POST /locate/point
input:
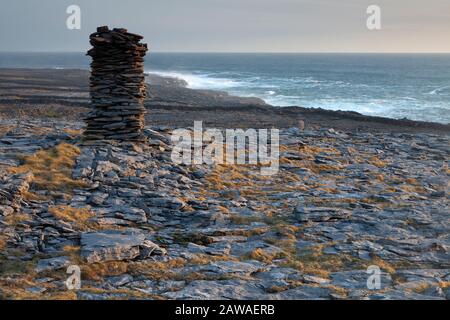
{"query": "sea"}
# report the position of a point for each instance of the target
(412, 86)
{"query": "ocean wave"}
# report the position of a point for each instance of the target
(200, 81)
(438, 90)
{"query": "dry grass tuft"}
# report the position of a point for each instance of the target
(78, 216)
(52, 169)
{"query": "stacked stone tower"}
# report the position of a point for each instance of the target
(117, 86)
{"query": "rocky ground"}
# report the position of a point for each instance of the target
(140, 226)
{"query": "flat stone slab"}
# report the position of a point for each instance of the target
(111, 245)
(52, 264)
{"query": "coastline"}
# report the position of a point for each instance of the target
(351, 192)
(57, 93)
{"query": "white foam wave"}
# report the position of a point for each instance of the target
(438, 90)
(200, 81)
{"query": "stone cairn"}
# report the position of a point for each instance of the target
(117, 86)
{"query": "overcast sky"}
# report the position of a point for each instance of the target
(232, 25)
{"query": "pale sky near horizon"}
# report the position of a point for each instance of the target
(232, 25)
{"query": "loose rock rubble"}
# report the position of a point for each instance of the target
(117, 86)
(144, 227)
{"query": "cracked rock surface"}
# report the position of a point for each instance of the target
(142, 227)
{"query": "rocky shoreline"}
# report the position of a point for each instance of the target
(64, 94)
(350, 194)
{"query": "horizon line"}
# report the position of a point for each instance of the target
(254, 52)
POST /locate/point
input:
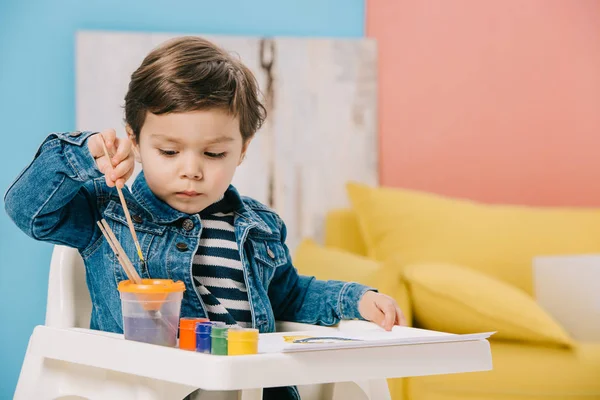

○ ○ ○ ○ ○ ○ ○

▸ **TO DO**
Set down all entries above again, exactly, without images.

▸ **TASK RESULT**
POST /locate/point
input:
{"query": "sea"}
# report the position of a point for each instance of the target
(412, 86)
{"query": "ocean wave"}
# report the position of a point for each instance of the target
(200, 81)
(438, 90)
{"query": "dry grass tuft"}
# report the position of a point for each instance of the target
(78, 216)
(52, 169)
{"query": "stacked stone tower"}
# report the position of a point for each instance of the target
(117, 86)
{"query": "rocky ground"}
# report the position of a point for each instance of the target
(140, 226)
{"query": "flat stone slab"}
# report the position of a point for each instance of the target
(111, 245)
(52, 264)
{"query": "coastline"}
# report the position of a point for each instance of the target
(351, 192)
(57, 93)
{"query": "white foam wave"}
# report the position of a point for each instance of the target
(438, 90)
(200, 81)
{"query": "stone cairn"}
# report the position of a point for each instance of the target
(117, 86)
{"query": "overcast sky"}
# report the position of a point for each instance of the target
(232, 25)
{"query": "pale sky near horizon"}
# report the position of a point for each instance of the target
(232, 25)
{"query": "loose rock rubble"}
# report the position of a point for each instance of the target
(117, 86)
(144, 227)
{"query": "cracked rock surface"}
# report the position of a point for each instance of the target
(142, 227)
{"query": "rocky shoreline"}
# report the position of a point for each instance of the target
(64, 94)
(350, 194)
{"query": "horizon line"}
# report the position of a point for each instance of the target
(254, 52)
POST /locate/point
input:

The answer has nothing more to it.